[Extract Boundary: Start]

After a vote that went down to the wire, House Democrats cheered a vast overhaul of the US healthcare system early Sunday morning. In a phone call to House leaders, President Obama called it “a great victory for the American people.”

The $1 trillion-plus measure could add some 36 million people to the ranks of the insured by expanding the scope of Medicaid, creating exchanges where individuals could shop for insurance, and including a public option – a government-run insurance plan that would compete with private insurers. The legislation would also ban insurance companies from refusing or dropping coverage on the basis of health status.

Under the terms of the bill, which passed 220 to 215, individuals would be required to purchase health insurance and employers to cover their workers, with penalties for noncompliance. Costs would be covered by a surtax on high-income Americans and by reducing costs, especially in Medicare.

But Saturday’s vote signals tough negotiations ahead in the next phases of the legislation, including a potential conference between House and Senate versions of the bill. The Senate has yet to take a full vote on health reform, but if it does pass legislation, that version is expected to differ widely from the House’s.

With one lone Republican vote Saturday, freshman Rep. Anh “Joseph” Cao of Louisiana, House Democrats can expect little help from the minority. In the run-up to the vote, GOP whip Eric Cantor of Virginia predicted that Speaker Nancy Pelosi would “get no help from us in passing this gargantuan, trillion-dollar overhaul.”

In the Senate, only one Republican, Sen. Olympia Snowe of Maine, voted for either of two committee bills now being merged by Democratic majority leader Harry Reid. But she has since backed off her support over objections to a proposed public option.

[Extract Boundary: End]

* [Tasks to complete]:
(1) Translate this sentence from the healthcare report into Spanish: "The legislation would also ban insurance companies from refusing or dropping coverage on the basis of health status."
(2) Please pull out the passage of the healthcare report from "In the Senate, only" up to and including "proposed public option.", copying it word for word.

[Material shown Boundary: Start]

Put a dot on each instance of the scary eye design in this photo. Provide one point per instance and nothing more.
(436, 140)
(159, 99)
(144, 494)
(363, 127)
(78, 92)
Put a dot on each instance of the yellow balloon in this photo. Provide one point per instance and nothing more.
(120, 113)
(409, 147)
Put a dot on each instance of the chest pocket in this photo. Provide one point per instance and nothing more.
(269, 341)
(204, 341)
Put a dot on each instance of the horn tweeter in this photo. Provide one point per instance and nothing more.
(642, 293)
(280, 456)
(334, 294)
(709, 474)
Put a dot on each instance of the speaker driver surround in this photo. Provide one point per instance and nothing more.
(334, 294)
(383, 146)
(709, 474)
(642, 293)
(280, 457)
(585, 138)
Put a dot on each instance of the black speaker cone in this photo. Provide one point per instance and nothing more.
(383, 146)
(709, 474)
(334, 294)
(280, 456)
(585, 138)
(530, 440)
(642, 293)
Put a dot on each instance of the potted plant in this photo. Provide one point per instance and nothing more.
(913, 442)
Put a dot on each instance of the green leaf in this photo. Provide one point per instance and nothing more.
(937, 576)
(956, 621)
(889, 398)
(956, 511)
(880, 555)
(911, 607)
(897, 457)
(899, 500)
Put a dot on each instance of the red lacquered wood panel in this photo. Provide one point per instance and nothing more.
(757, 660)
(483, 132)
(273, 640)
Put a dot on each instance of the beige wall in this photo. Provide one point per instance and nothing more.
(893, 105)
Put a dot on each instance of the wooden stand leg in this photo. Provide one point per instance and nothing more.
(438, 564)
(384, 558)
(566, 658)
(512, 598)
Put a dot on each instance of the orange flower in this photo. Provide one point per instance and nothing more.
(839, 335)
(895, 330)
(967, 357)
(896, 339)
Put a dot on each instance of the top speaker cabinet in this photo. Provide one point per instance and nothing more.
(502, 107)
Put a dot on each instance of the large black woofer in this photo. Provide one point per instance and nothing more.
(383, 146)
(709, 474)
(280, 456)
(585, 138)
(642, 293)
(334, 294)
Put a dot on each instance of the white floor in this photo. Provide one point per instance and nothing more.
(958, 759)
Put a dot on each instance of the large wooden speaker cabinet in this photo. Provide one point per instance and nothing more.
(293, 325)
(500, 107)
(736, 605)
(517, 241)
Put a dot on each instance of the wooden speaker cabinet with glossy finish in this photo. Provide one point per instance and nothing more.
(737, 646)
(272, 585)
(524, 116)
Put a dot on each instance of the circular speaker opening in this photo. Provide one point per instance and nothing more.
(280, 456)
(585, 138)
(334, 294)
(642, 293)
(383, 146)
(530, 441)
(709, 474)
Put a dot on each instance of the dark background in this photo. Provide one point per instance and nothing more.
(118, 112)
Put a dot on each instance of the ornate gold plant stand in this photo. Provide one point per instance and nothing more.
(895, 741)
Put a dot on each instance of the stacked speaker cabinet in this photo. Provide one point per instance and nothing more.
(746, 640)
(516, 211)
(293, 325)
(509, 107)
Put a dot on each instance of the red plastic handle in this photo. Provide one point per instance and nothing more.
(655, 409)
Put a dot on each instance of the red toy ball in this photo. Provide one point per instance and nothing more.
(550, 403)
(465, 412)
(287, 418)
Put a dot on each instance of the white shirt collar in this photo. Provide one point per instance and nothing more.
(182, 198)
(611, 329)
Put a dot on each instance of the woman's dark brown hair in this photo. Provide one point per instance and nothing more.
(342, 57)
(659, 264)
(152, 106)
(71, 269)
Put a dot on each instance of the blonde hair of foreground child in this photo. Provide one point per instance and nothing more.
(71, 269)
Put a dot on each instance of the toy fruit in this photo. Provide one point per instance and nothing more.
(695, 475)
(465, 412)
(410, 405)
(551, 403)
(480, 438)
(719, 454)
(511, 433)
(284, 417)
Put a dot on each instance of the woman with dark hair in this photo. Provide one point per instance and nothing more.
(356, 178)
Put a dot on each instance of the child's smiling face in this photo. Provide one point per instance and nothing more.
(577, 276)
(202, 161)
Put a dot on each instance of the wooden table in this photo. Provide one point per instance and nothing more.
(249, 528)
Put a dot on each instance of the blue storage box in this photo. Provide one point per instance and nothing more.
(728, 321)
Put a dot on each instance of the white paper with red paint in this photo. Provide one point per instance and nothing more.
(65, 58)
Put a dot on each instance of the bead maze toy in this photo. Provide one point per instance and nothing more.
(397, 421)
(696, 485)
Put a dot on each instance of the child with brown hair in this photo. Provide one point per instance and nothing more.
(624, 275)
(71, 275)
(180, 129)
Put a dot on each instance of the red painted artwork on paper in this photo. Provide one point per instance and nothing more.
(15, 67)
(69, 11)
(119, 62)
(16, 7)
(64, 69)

[Material shown Boundary: End]

* [Answers to the exercise]:
(1) La legislación también prohibiría a las compañías de seguros negar o retirar la cobertura en función del estado de salud.

(2)
In the Senate, only one Republican, Sen. Olympia Snowe of Maine, voted for either of two committee bills now being merged by Democratic majority leader Harry Reid. But she has since backed off her support over objections to a proposed public option.